● GIVEN TASK:
Can you render every line of the data below as a JSON list of strings, one string per line, with blank lines left out?

Stored dataset items:
○ ○ ○
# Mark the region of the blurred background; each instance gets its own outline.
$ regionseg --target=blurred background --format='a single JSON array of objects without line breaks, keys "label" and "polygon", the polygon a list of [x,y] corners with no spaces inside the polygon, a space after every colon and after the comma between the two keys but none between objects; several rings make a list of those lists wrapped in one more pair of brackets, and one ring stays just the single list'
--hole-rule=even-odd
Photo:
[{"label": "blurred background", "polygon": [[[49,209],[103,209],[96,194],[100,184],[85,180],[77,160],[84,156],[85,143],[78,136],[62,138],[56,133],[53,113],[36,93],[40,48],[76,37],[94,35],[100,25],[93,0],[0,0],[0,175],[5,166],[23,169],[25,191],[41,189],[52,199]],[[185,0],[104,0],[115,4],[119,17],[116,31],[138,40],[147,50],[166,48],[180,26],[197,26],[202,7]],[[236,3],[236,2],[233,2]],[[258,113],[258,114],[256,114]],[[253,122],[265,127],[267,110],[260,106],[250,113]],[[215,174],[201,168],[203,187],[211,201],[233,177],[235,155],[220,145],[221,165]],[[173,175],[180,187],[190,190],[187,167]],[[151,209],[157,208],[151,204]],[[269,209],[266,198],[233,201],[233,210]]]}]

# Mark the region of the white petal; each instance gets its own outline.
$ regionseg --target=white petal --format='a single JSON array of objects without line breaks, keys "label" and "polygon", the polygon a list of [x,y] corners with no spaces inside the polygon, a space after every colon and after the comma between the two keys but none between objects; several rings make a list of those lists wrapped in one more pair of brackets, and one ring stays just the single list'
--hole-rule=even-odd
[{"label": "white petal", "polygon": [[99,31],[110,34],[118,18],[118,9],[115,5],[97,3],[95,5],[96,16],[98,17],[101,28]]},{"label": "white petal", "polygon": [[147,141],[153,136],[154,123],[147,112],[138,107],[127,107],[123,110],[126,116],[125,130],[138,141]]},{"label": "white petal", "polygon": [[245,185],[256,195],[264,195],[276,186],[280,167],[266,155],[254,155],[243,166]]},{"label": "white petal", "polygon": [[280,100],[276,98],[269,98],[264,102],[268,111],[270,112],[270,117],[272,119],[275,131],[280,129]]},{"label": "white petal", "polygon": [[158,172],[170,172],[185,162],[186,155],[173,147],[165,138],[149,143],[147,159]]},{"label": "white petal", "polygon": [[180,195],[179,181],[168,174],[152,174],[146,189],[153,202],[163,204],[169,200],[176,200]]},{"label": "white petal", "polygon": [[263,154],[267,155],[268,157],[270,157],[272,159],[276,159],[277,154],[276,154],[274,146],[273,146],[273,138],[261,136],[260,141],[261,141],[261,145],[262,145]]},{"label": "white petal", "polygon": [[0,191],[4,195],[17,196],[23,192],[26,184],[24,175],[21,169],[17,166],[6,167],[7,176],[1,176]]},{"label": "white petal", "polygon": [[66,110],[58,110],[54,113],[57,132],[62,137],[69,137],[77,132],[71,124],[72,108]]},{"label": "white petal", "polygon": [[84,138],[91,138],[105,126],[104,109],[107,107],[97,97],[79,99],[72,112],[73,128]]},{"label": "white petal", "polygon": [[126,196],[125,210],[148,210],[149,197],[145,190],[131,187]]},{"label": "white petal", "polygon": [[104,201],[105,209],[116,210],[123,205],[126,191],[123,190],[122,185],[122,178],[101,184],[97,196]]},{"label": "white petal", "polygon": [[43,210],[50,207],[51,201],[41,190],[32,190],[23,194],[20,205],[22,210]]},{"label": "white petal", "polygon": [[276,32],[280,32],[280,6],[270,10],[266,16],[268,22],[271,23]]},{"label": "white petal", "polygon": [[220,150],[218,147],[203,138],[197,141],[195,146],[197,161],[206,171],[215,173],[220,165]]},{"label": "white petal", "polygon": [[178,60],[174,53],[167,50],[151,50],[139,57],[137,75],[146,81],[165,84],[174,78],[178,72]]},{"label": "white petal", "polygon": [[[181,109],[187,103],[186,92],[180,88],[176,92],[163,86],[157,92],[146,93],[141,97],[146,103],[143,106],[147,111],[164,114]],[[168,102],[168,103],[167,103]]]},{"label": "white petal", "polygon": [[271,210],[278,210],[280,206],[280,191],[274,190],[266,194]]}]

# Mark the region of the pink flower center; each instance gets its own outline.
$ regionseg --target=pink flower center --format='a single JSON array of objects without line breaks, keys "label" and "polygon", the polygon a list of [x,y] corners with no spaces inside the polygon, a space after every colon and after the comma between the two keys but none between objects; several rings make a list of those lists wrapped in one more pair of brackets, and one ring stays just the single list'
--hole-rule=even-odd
○ ○ ○
● WRITTEN RESPONSE:
[
  "# Mark the region of the blurred background; each instance gets its own outline.",
  "$ regionseg --target=blurred background --format='a single JSON array of objects without line breaks, keys \"label\" and \"polygon\", the polygon a list of [x,y] corners with no spaces inside the polygon, a space after every colon and after the comma between the two keys but none between objects; several rings make a list of those lists wrapped in one more pair of brackets, and one ring stays just the single list'",
  "--hole-rule=even-odd",
  "Photo:",
  "[{\"label\": \"blurred background\", \"polygon\": [[[49,209],[103,209],[96,194],[100,184],[85,180],[77,160],[84,156],[85,143],[78,136],[62,138],[56,133],[53,113],[36,93],[40,48],[76,37],[94,35],[100,25],[93,0],[0,0],[0,175],[5,166],[23,169],[25,191],[41,189],[52,199]],[[185,0],[104,0],[115,4],[119,17],[116,31],[138,40],[147,50],[166,48],[180,26],[197,26],[202,7]],[[236,3],[236,2],[233,2]],[[258,113],[258,114],[256,114]],[[253,122],[265,127],[267,110],[260,106],[250,113]],[[215,174],[201,168],[203,187],[211,201],[233,177],[235,155],[220,145],[221,165]],[[173,175],[180,187],[190,190],[187,167]],[[151,209],[157,208],[151,204]],[[269,209],[266,198],[233,201],[233,210]]]}]",
  "# Mark the region of the white petal; each instance gets its own outline.",
  "$ regionseg --target=white petal --format='a single JSON array of objects without line breaks, keys \"label\" and \"polygon\", the polygon a list of [x,y] corners with no spaces inside the polygon, a space after every colon and after the comma between the two keys but none between objects; several rings make a list of those lists wrapped in one more pair of brackets, and one ring stays just the single list'",
  "--hole-rule=even-odd",
  "[{\"label\": \"white petal\", \"polygon\": [[99,31],[110,34],[118,18],[118,9],[115,5],[97,3],[95,5],[96,16],[98,17],[101,28]]},{\"label\": \"white petal\", \"polygon\": [[147,141],[153,136],[154,123],[147,112],[138,107],[127,107],[123,110],[126,116],[125,130],[138,141]]},{\"label\": \"white petal\", \"polygon\": [[245,185],[256,195],[264,195],[276,186],[280,167],[266,155],[254,155],[243,166]]},{\"label\": \"white petal\", \"polygon\": [[280,100],[276,98],[269,98],[264,102],[268,111],[270,112],[270,117],[272,119],[275,131],[280,129]]},{\"label\": \"white petal\", \"polygon\": [[158,172],[170,172],[185,162],[186,155],[173,147],[165,138],[149,143],[147,159]]},{\"label\": \"white petal\", \"polygon\": [[180,195],[179,181],[168,174],[152,174],[146,189],[153,202],[163,204],[169,200],[176,200]]},{\"label\": \"white petal\", \"polygon\": [[263,154],[267,155],[268,157],[270,157],[272,159],[276,159],[277,154],[276,154],[274,146],[273,146],[273,138],[261,136],[260,141],[261,141],[261,145],[262,145]]},{\"label\": \"white petal\", \"polygon\": [[0,191],[4,195],[17,196],[23,192],[26,184],[24,175],[21,169],[17,166],[6,167],[7,176],[1,176]]},{\"label\": \"white petal\", \"polygon\": [[66,110],[58,110],[54,113],[57,132],[62,137],[69,137],[77,132],[71,124],[72,108]]},{\"label\": \"white petal\", \"polygon\": [[84,138],[91,138],[105,126],[104,109],[107,107],[97,97],[79,99],[72,112],[73,128]]},{\"label\": \"white petal\", \"polygon\": [[126,196],[125,210],[148,210],[149,197],[145,190],[131,187]]},{\"label\": \"white petal\", \"polygon\": [[104,201],[105,209],[116,210],[123,205],[126,191],[123,190],[122,185],[122,178],[101,184],[97,196]]},{\"label\": \"white petal\", \"polygon\": [[43,210],[50,207],[51,201],[41,190],[32,190],[23,194],[20,205],[22,210]]},{\"label\": \"white petal\", \"polygon\": [[276,32],[280,32],[280,6],[270,10],[266,16],[268,22],[271,23]]},{\"label\": \"white petal\", \"polygon\": [[220,150],[218,147],[203,138],[197,141],[195,146],[197,161],[206,171],[215,173],[220,165]]},{\"label\": \"white petal\", \"polygon\": [[178,60],[174,53],[167,50],[151,50],[139,57],[137,75],[146,81],[165,84],[174,78],[178,72]]},{\"label\": \"white petal\", \"polygon\": [[[181,109],[187,103],[186,92],[180,88],[176,92],[163,86],[157,92],[146,93],[141,97],[146,103],[143,106],[147,111],[164,114]],[[168,102],[168,103],[167,103]]]},{\"label\": \"white petal\", \"polygon\": [[271,210],[278,210],[280,206],[280,191],[274,190],[266,194]]}]",
  "# Mark the region of the pink flower center; each instance gets its own outline.",
  "$ regionseg --target=pink flower center --format='a single JSON array of objects without line breaks, keys \"label\" and \"polygon\", the polygon a list of [x,y] corners with no spaces inside the polygon, a space after every colon and after the comma between the two keys but none between objects; several rings make a list of those lists wrapped in one more pair of brackets, and one ring stays just the single list'",
  "--hole-rule=even-odd"
]